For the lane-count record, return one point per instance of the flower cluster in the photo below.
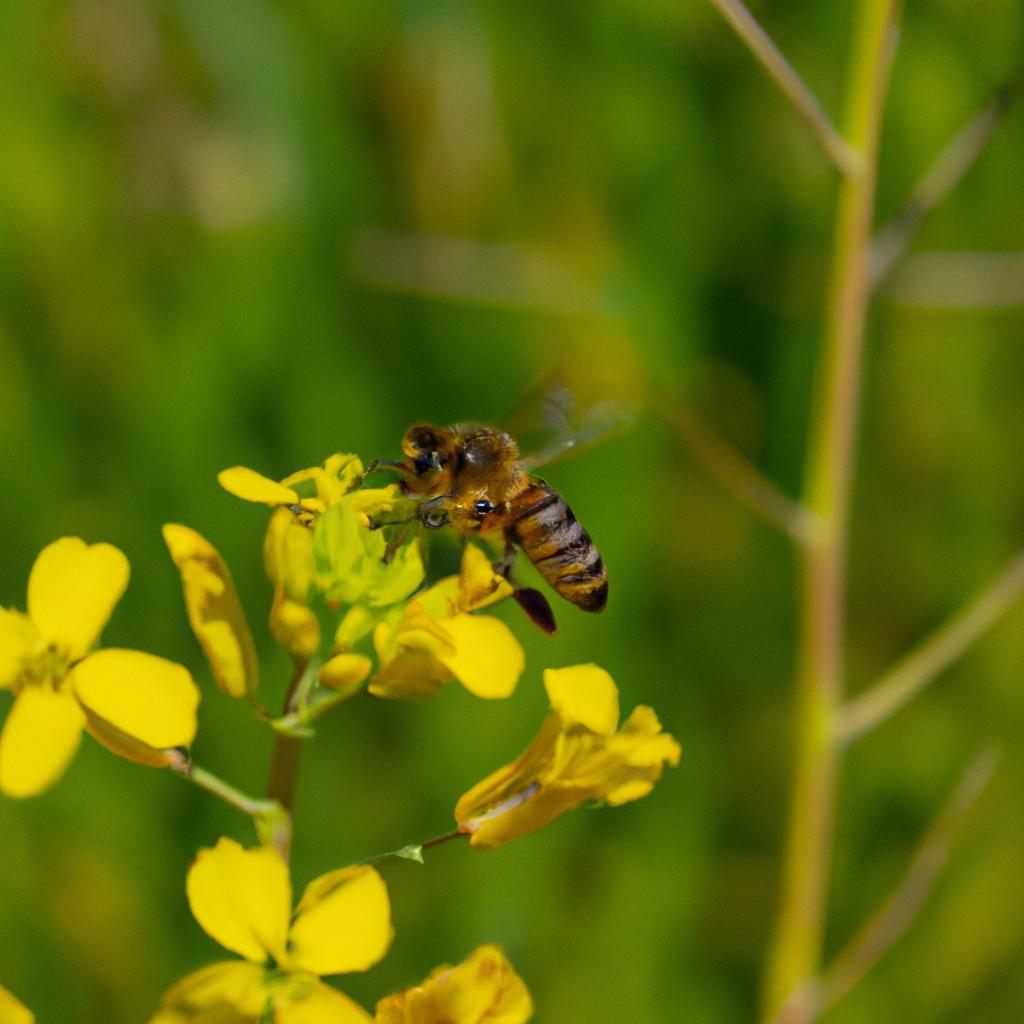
(351, 606)
(243, 899)
(137, 705)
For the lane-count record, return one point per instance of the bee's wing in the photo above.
(550, 423)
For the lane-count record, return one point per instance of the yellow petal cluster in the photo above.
(318, 543)
(580, 755)
(136, 705)
(482, 989)
(11, 1012)
(436, 639)
(214, 610)
(243, 899)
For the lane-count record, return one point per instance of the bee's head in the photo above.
(427, 446)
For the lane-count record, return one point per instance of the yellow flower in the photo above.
(214, 610)
(243, 899)
(11, 1012)
(578, 756)
(482, 989)
(435, 639)
(135, 704)
(322, 544)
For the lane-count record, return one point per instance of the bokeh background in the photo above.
(259, 232)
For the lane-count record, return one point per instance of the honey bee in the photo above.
(473, 478)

■ ■ ■

Set down only these lines, exactly: the one containing "head in the photo above." and each line after it through the end of the entries above.

- [FINAL ANSWER]:
For the lane-count record, return one point per instance of the bee's head in the photo above.
(427, 446)
For the lane-count record, return one point per instance of the yellow flower in the photo above.
(214, 610)
(243, 899)
(11, 1012)
(578, 756)
(482, 989)
(435, 639)
(135, 704)
(322, 544)
For the lane-count record, return one point per instance of the bokeh background in the photo above.
(259, 232)
For the lane-count record, return one point per instance of the honey bee in the photo above.
(473, 478)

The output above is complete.